What is expected — Print the records below once again, exactly as they were given.

(Dataset entries)
⟨
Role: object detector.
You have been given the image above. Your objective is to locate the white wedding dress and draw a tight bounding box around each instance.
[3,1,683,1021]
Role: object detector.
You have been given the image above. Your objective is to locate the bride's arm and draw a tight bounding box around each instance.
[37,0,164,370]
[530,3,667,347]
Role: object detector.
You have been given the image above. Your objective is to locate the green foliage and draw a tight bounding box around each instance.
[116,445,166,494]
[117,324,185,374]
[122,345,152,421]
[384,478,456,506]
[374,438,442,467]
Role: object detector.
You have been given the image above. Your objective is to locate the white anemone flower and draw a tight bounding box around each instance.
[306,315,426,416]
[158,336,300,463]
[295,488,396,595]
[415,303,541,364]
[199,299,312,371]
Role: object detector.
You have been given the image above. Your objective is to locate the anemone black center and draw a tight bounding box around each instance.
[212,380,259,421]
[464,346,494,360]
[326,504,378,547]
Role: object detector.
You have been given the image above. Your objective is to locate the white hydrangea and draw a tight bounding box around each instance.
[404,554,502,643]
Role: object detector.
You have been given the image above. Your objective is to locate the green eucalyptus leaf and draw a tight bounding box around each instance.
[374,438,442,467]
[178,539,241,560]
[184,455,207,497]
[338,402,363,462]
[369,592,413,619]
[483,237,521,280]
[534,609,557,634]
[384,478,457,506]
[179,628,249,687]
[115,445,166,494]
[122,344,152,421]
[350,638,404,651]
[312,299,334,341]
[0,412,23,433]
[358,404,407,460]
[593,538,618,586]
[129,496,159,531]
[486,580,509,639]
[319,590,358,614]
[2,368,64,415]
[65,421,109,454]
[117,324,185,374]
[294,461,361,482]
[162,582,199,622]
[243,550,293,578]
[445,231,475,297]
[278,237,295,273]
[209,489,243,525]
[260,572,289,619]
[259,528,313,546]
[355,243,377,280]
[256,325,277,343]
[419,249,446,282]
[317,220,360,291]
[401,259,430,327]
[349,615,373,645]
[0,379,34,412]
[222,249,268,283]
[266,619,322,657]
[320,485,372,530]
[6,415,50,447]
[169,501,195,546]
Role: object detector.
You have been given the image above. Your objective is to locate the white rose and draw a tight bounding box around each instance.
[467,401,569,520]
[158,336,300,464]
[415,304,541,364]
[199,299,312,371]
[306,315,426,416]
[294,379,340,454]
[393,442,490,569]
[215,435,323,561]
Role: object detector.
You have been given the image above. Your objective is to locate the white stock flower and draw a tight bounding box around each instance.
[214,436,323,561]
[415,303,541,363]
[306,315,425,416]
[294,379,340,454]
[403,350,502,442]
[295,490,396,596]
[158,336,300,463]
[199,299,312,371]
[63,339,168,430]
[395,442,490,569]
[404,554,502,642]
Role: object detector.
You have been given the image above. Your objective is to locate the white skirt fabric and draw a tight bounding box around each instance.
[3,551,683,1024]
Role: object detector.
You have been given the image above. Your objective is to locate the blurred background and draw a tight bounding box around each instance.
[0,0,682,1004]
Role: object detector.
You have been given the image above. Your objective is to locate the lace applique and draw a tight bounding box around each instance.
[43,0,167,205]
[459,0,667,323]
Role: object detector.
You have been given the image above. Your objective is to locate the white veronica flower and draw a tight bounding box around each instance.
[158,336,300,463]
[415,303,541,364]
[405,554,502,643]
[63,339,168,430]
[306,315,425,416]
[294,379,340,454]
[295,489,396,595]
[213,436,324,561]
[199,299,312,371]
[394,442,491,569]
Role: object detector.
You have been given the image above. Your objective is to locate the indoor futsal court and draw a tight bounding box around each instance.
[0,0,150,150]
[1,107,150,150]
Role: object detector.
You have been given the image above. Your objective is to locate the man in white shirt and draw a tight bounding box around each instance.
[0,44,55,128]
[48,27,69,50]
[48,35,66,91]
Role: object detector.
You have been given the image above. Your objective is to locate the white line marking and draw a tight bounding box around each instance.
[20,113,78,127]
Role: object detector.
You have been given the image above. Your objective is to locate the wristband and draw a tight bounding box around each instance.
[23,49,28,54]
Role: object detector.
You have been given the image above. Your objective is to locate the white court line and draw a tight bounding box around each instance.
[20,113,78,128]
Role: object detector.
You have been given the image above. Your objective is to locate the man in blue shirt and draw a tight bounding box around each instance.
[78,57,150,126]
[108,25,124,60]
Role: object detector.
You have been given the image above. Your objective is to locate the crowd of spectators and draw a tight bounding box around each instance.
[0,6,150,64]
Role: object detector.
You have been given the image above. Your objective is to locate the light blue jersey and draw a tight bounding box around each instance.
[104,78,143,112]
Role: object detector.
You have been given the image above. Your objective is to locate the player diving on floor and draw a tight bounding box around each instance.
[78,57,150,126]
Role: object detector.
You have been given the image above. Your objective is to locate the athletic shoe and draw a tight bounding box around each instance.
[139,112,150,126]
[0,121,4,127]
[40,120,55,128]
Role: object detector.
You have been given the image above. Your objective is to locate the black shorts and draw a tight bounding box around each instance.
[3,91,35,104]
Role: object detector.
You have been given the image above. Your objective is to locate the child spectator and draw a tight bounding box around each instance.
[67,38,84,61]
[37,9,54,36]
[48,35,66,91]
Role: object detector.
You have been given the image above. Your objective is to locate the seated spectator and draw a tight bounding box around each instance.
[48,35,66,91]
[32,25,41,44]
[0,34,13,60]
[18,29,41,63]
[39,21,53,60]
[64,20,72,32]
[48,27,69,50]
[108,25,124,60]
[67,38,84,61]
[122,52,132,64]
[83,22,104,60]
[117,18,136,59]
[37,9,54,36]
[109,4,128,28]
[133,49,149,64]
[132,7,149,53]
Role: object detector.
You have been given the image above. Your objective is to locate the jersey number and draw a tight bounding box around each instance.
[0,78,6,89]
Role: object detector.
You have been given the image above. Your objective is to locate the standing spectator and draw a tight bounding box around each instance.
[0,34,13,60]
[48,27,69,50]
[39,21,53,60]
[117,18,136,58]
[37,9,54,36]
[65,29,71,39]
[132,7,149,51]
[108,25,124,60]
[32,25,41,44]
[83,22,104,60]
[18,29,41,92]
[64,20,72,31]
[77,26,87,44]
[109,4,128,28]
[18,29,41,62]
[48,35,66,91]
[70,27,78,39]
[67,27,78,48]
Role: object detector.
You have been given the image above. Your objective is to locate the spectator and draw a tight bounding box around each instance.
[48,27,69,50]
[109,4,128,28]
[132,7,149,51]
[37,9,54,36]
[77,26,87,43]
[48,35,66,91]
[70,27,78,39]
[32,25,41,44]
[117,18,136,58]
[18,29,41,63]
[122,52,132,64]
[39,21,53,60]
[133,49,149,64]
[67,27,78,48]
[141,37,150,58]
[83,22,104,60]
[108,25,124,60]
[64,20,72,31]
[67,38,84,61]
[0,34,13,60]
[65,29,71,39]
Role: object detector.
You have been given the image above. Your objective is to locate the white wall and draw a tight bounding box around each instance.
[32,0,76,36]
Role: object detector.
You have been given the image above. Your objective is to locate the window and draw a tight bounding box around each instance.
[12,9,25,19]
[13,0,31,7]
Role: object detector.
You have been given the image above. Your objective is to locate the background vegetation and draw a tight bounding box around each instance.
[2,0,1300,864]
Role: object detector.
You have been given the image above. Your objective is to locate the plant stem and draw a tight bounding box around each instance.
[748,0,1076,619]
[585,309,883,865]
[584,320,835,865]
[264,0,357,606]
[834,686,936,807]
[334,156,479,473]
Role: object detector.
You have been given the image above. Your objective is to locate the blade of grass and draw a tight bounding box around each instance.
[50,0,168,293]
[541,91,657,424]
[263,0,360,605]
⟩
Output of the task —
Role: object detector.
You have been given the image above. Your objective is to locate the white wedding dress and draw a tight bounding box around each instance.
[3,1,683,1021]
Role: object detector.
You have been given the image above. Your objective is to locate the bride's arm and draw a tight bounding box around each instance.
[37,0,164,370]
[530,3,667,347]
Role: object detector.
You have been given the image above. Your objective is to locate the green foliage and draw a tight bounding box around each instance.
[116,445,166,494]
[117,324,185,374]
[122,345,152,421]
[384,478,456,506]
[374,438,442,467]
Role: object detector.
You have been given the image above. Your objective is to locate the white anemone flower and draw a tight bounding box around each instance.
[306,315,426,416]
[158,336,300,463]
[295,488,396,595]
[415,303,541,364]
[199,299,312,371]
Role: object detector.
You have been given the image above. Your objective is to locate the anemone black center and draw a tight bounding box around each instance.
[212,380,259,421]
[464,346,494,360]
[326,504,378,547]
Role: object detector.
You have been given the image above. Your objective is to locate the white hydrangea and draw a tight bounding box around each instance.
[404,554,502,643]
Role: object detector.
You have been given the image above. Your objective is to locate the green eucalyptus leaf and draw a tight bounding box around each instance.
[374,438,442,467]
[178,539,241,560]
[184,455,207,497]
[338,402,363,462]
[369,592,413,619]
[483,237,521,280]
[534,609,557,634]
[384,478,457,506]
[179,628,249,687]
[115,445,166,494]
[122,344,152,421]
[350,638,404,651]
[312,299,334,341]
[0,412,23,433]
[358,404,407,460]
[593,538,618,586]
[129,496,159,531]
[486,580,509,639]
[319,590,358,614]
[2,368,64,415]
[65,421,109,454]
[117,324,185,374]
[294,461,361,482]
[162,582,199,622]
[243,550,293,578]
[445,231,475,297]
[278,237,295,273]
[209,489,243,525]
[260,572,289,619]
[259,528,313,546]
[355,243,377,280]
[256,325,277,343]
[419,249,446,282]
[317,220,360,291]
[401,259,430,327]
[349,615,373,645]
[0,379,34,412]
[222,249,268,283]
[266,619,322,657]
[320,485,372,530]
[6,415,50,447]
[169,501,195,546]
Role: object detector.
You have been given the image above. Your objective is to locate the white rose and draw a tight bounding box around each instance.
[467,401,569,520]
[158,336,300,464]
[415,304,541,364]
[199,299,312,371]
[306,315,426,416]
[294,379,340,454]
[393,442,490,569]
[215,435,323,561]
Role: object detector.
You have been given the image above. Your objective is to locate the white stock flower and draw a tight bounding box around each instance.
[214,436,323,561]
[415,303,541,363]
[306,315,425,416]
[294,379,340,454]
[403,350,502,442]
[295,490,396,596]
[158,336,300,463]
[199,299,312,371]
[63,339,168,430]
[395,442,490,569]
[404,554,502,642]
Role: object detector.
You have been given the image above. Your objective is to locate the white skirt fabric and draw a tight bounding box around each instance.
[3,551,683,1024]
Role: object detector.
You have been given the image above. Your objective is to locate the blurred background and draw a tight bounding box around each instance.
[0,0,682,1004]
Role: object detector.
You have been given the image above. Your objective is to locate the lace applique and draw a tight bounding box around each instance.
[43,0,167,205]
[459,0,667,323]
Role: object detector.
You have been given the image above. Your objective is to locate the white veronica flower and draw a tight bounding box around each instance.
[158,336,300,463]
[415,303,541,364]
[405,554,502,643]
[63,339,168,430]
[306,315,425,416]
[294,379,340,454]
[295,489,396,595]
[213,436,324,561]
[199,299,312,371]
[394,442,491,569]
Role: object detector.
You have been given the image above. Your objective is to locate the indoor futsal court and draw a tight bounding box around each instance.
[0,0,150,150]
[1,107,150,150]
Role: object detector.
You have been given the image above. Your objective is to locate the man in white shirt and draw a tight bounding box around each instance.
[0,44,55,128]
[48,27,69,50]
[48,35,66,91]
Role: object detector.
You have been given the image above. Your objective is to locate the white line marking and draw a tight bounding box around each instance.
[20,113,78,127]
Role: object detector.
You have been given the image above. Your objective is to locate the wristband and draw a tight bounding box around each instance.
[23,49,28,54]
Role: object detector.
You have been given the image above. Your objective is to locate the white court line and draw a tight bounding box around each instance.
[20,113,78,128]
Role: object detector.
You have been given the image above. Your objective is to locate the man in blue shirt and draw a tight bounding box around each instance.
[78,57,150,126]
[108,25,124,60]
Role: object detector.
You have been given the image above. Your objective is to locate the crowd of spectators and draw a tight bounding box around each instance.
[0,6,150,64]
Role: object detector.
You have been given the image above. Your objective is to locate the light blue jersey and draw a tight bounding box around each instance.
[104,78,143,112]
Role: object detector.
You have been given the image above. Your objective is to locate the player diving on floor and draw a tight bounding box around each instance.
[78,57,150,126]
Role: object detector.
You have been given the image above. Your objective is to locate the athletic shoe and draw a tight bounding box around each instance.
[139,112,150,126]
[0,121,4,127]
[40,120,55,128]
Role: object detector.
You have been given the image above. Your objective is to locate the black shorts and draw a tight bounding box around each instance.
[3,91,35,104]
Role: object detector.
You have been given the image above. Your objective is to locate the child spectator and draw a tight bounding box around each instance.
[67,38,84,61]
[37,9,54,36]
[48,35,66,91]
Role: object detector.
You have been given the image above. Your objective is to locate the seated spectator and draw a tight bounding box around each instance.
[48,35,66,91]
[32,25,41,44]
[0,34,13,60]
[18,29,41,63]
[39,21,53,60]
[64,20,72,32]
[48,27,69,50]
[108,25,124,60]
[67,38,84,61]
[122,52,132,64]
[83,22,104,60]
[117,18,136,59]
[37,9,54,36]
[109,4,128,28]
[133,49,149,64]
[132,7,149,53]
Role: object detector.
You have been given the image above. Your objective is to locate the jersey number and draw a tight bounding box around each instance.
[0,78,6,89]
Role: object detector.
You have been given the image above. Your objective is to locate the standing spectator and draw a tight bounding box around each instance.
[0,34,13,60]
[48,27,69,50]
[39,21,53,60]
[117,18,136,58]
[37,9,54,36]
[65,29,71,39]
[132,7,149,51]
[108,25,124,60]
[32,25,41,44]
[83,22,104,60]
[18,29,41,92]
[64,20,72,31]
[77,26,87,44]
[109,4,128,28]
[18,29,41,62]
[48,35,66,91]
[70,27,78,39]
[67,27,78,48]
Role: object detector.
You have been given the image above. Your objective is to locate the spectator and draw a tight bounding box around each instance.
[48,27,69,50]
[109,4,128,28]
[132,7,149,51]
[37,9,54,36]
[77,26,87,43]
[48,35,66,91]
[70,27,78,39]
[32,25,41,44]
[117,18,136,58]
[18,29,41,63]
[122,52,132,64]
[39,21,53,60]
[133,49,149,64]
[67,27,78,48]
[141,37,150,58]
[83,22,104,60]
[108,25,124,60]
[64,20,72,31]
[67,38,84,61]
[0,34,13,60]
[65,29,71,39]
Role: object detector.
You have been given the image above. Your objective is to locate the white wall and draw a tight bounding box around each instance.
[32,0,76,36]
Role: object detector.
You have been given the image above. Your objective is to locate the window and draw a tight bounding box around each instance.
[12,9,25,19]
[13,0,31,7]
Role: object detector.
You have been given the image above. Your objective is to locate the background vegetation and draw a tight bounding box around each instance.
[2,0,1300,864]
Role: object detector.
You have been given the image above. Your objective is to locate the plant stem and draw a tight bounding box around each instance.
[748,0,1076,619]
[585,309,883,865]
[584,320,835,865]
[264,0,357,606]
[834,686,936,807]
[334,156,479,473]
Role: object detector.
You have been given the image above. Your objective is to locate the blade of grass and draw a tight bounding box around each instance.
[50,0,168,293]
[541,91,657,424]
[263,0,360,605]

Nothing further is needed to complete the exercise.